- [The problem]:
Please print each of the entries below exactly.
************
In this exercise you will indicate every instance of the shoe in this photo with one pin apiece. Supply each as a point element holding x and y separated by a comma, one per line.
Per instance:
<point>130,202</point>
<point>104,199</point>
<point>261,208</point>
************
- [Your response]:
In this exercise you will indicate every instance of the shoe in this photo with one pin apiece. Supply each as a point element holding x and y separated by a comma, one per line.
Per instance:
<point>130,202</point>
<point>104,199</point>
<point>261,208</point>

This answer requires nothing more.